Wednesday, June 25, 2014

Hillary Clinton in Seattle, Shattered by Kevin Hearne, One Day by David Nicholls, and the Glass Sentence by SE Grove

I've long been a fan of Hillary Clinton (and her husband), and the fact that her book signing drew so many people to the U Bookstore is evidence that I am not alone, and that I'm not the only one who thinks it is time that America had a female president. Though I've not read her book yet, I have seen her interviewed several times, and she's just so smart and delightful that I hope, though she says she is still deciding, that she will run for president in 2016. I would vote for her in a heartbeat.

Smooth Signing in Seattle for "Hard Choices"
The fans started gathering on Tuesday evening; by the time Hillary
Rodham Clinton showed up the next day to sign copies of her new book,
Hard Choices (Simon & Schuster), lines of people wound through two
levels of University Book Store in Seattle, Wash.
Some 1,200 customers purchased wristbands to get a book and a chance to
shake Clinton's hand and say a few words. No selfies, though--the Secret
Service didn't allow that, and Boomer the bomb-sniffing dog and the
body-wanding men were out in force.

+++

> [Set exercise 1] According to the blog entry, how many customers purchased wristbands for the book signing?
> [Set exercise 2] Repeat the blog entry from "I've long been" up to and including "in a heartbeat.".

+++

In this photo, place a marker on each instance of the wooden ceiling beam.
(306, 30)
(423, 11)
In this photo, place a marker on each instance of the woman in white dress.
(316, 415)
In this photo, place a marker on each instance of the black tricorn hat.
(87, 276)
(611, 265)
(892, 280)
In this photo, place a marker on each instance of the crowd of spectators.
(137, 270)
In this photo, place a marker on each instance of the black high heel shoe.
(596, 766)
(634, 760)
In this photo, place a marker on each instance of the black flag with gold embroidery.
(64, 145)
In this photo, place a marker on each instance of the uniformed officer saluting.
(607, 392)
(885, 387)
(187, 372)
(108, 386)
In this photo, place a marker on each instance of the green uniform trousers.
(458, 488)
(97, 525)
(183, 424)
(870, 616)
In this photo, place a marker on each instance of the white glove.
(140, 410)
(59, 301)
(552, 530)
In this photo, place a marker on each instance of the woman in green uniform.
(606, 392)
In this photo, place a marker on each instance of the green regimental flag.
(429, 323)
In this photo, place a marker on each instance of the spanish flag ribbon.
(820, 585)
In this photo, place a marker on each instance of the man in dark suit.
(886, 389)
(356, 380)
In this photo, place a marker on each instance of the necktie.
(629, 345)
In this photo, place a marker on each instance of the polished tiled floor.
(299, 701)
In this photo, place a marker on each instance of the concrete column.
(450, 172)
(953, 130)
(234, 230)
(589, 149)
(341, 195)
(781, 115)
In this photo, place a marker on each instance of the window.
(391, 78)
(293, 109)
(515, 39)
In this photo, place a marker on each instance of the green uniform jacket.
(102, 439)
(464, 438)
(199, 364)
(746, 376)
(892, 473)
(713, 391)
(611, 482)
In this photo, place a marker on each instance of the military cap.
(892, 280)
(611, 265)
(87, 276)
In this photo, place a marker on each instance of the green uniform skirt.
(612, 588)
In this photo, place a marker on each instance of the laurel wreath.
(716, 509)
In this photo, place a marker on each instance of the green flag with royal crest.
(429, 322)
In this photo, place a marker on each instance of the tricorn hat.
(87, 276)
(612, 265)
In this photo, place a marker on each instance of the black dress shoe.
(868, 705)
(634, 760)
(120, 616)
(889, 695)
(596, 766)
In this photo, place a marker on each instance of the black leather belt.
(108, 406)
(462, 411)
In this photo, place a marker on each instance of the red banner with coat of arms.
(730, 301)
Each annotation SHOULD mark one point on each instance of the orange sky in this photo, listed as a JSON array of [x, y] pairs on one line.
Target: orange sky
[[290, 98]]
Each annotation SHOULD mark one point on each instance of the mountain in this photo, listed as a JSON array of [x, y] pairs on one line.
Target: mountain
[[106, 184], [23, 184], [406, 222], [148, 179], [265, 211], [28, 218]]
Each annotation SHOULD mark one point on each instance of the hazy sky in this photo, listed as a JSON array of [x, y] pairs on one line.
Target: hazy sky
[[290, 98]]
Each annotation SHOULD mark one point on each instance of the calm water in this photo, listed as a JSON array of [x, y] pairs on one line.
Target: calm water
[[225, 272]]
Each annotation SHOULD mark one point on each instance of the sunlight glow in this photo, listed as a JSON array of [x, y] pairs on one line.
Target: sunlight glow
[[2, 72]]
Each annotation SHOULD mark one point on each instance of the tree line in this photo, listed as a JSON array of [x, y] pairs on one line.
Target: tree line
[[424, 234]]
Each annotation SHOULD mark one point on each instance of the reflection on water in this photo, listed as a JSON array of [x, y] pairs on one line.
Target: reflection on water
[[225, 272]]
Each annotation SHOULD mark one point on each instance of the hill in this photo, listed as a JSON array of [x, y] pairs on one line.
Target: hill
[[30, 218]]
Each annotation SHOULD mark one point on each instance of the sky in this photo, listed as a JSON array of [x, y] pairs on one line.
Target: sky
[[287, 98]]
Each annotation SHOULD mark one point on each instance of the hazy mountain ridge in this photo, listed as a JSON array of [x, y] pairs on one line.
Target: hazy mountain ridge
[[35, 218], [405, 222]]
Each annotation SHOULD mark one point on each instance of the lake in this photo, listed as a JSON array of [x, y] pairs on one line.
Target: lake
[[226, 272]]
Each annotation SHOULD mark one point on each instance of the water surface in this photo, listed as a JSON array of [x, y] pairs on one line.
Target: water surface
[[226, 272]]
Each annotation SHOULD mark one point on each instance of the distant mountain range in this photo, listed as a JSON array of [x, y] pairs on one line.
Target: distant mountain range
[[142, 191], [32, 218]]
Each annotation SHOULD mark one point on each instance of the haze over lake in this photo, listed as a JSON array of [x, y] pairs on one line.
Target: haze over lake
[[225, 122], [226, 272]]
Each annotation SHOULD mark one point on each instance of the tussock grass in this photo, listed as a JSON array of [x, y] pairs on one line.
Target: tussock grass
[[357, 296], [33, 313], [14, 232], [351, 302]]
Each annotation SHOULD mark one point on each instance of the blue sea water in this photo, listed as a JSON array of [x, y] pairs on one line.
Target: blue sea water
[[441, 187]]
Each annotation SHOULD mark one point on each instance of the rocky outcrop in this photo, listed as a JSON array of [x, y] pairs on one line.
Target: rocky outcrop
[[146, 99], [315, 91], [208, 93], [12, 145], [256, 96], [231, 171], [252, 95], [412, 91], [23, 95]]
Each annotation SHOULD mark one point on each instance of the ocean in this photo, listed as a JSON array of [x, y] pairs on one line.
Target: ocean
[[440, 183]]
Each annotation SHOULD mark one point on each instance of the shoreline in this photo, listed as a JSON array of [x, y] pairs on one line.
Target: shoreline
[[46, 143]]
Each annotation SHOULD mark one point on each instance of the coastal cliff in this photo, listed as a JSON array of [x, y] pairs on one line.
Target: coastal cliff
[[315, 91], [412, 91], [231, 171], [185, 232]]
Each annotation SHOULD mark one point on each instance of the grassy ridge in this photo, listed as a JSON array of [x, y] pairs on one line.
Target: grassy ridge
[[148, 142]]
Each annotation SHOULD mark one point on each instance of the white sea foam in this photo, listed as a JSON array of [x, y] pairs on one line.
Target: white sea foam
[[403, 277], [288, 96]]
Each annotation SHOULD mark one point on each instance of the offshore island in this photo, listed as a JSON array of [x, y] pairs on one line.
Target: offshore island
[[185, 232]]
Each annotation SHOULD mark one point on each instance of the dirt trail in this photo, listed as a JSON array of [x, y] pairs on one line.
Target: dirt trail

+++

> [Correct response 1] Some 1,200 customers purchased wristbands.

> [Correct response 2]
I've long been a fan of Hillary Clinton (and her husband), and the fact that her book signing drew so many people to the U Bookstore is evidence that I am not alone, and that I'm not the only one who thinks it is time that America had a female president. Though I've not read her book yet, I have seen her interviewed several times, and she's just so smart and delightful that I hope, though she says she is still deciding, that she will run for president in 2016. I would vote for her in a heartbeat.